— Задания для работы —
A - Почему во фрагменте о Вертере эпизод с министром Фричем назван парадоксальным? Ответьте в одном–трех предложениях.
B - Напишите продолжение фрагмента о Вертере, начиная сразу после его последнего предложения.

— Фрагмент для чтения —
--------------------------------

Этот пример показывает, что концепт индивидуальности рождается из сопротивления требованию функциональной дифференциации общества, ибо парадокс состоит в том, что именно консервативный министр Фрич оказывается в данном эпизоде тем человеком, который отвергает раздачу государственных должностей по сословному принципу и встает на защиту современного квалификационного принципа, отвечающего условиям функциональной дифференциации.

3. Образ мира и образ Я в эпоху модерна

Эмоции питают не только индивидуальное самосознание Вертера, они определяют также его отношение к миру в целом. Если в цитированном выше фрагменте об этом говорится еще относительно неопределенно – Вертер называет свое сердце «источником всего, всей силы, всех радостей и страданий», – то во второй книге романа именно построение картины мира на основе эмоции становится главной темой критического самоанализа Вертера. Здесь он прямо говорит о том, что его эмоции всегда были для него той «священной животворящей силой, которая помогала мне создавать вокруг себя миры»[260].

Но почему личность сама творит мир «вокруг себя», как возникает эта система связей и отношений, в рамках которой осуществляется личное самоопределение, система, на которую индивид себя проецирует и в которой он чувствует себя словно у себя дома? Письмо от 22 мая последовательно раскрывает эту проблематику по двум линиям. Вначале указывается на те трудности и противоречия, которые возникают, когда личность пытается осмыслить систему связей, обозначаемую словом «мир», и свое в ней место путем обращения к всеобщему сверхиндивидуальному принципу (разум) и внешней действительности. Альтернатива, выдвигаемая Вертером, – это уход во внутреннее пространство души, где человек находит не только свое собственное Я, но и окружающую, обусловливающую его существование систему связей, тот самый мир, который является собственностью его Я, который ему принадлежит:

Я теряю дар речи, Вильгельм, когда наблюдаю, какими тесными пределами ограничены творческие и познавательные силы человека, когда вижу, что всякая деятельность сводится к удовлетворению потребностей, в свою очередь имеющих одну только цель – продлить наше жалкое существование, а успокоенность в иных научных вопросах – всего лишь бессильное смирение фантазеров, которые расписывают стены своей темницы яркими, пестрыми фигурами и заманчивыми видами. Я ухожу в себя и открываю целый мир! Но тоже скорее в предчувствиях и смутных вожделениях, чем в живых, полнокровных образах (6, 13)[261].

--------------------------------

— Исходные данные —

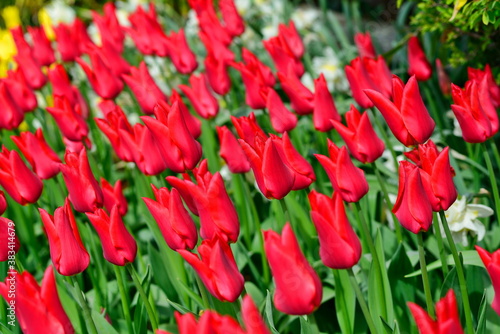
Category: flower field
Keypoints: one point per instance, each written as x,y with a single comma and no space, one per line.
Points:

--------------------------------

— Итоговые ответы —
A - Парадокс в том, что именно консервативный министр Фрич отвергает раздачу государственных должностей по сословному принципу. Он встает на защиту современного квалификационного принципа, который отвечает условиям функциональной дифференциации общества.

B -
Таким образом, и научно-познавательная и практически-преобразующая деятельность человека «ограничены тесными пределами» до тех пор, пока они служат лишь тому, чтобы «продлить наше жалкое существование» во внешнем мире. Человек, определяемый извне, не способен вырваться из круга своих материальных потребностей, а в качестве субъекта познания он обречен довольствоваться иллюзиями относительно могущества и широты своего разума. В том, что касается последних философских и теологических вопросов бытия – из контекста следует, что под «иными научными вопросами» подразумевается именно это[262], – людям дано лишь себя успокаивать, реальное знание им недоступно. Свет разума ничего не освещает, человек лишь сам создает себе иллюзию своей разумности, расписывая стены своей темницы «яркими образами» (вариант платоновской аллегории) и воображая, что так он выходит за границы, положенные его знанию. Несомненно, что речь здесь идет о высших познавательных способностях, которым Вертер далее противопоставляет способности низшие, говоря, что обращение к внутреннему миру, обеспечивает знание в форме «предчувствий и смутных вожделений».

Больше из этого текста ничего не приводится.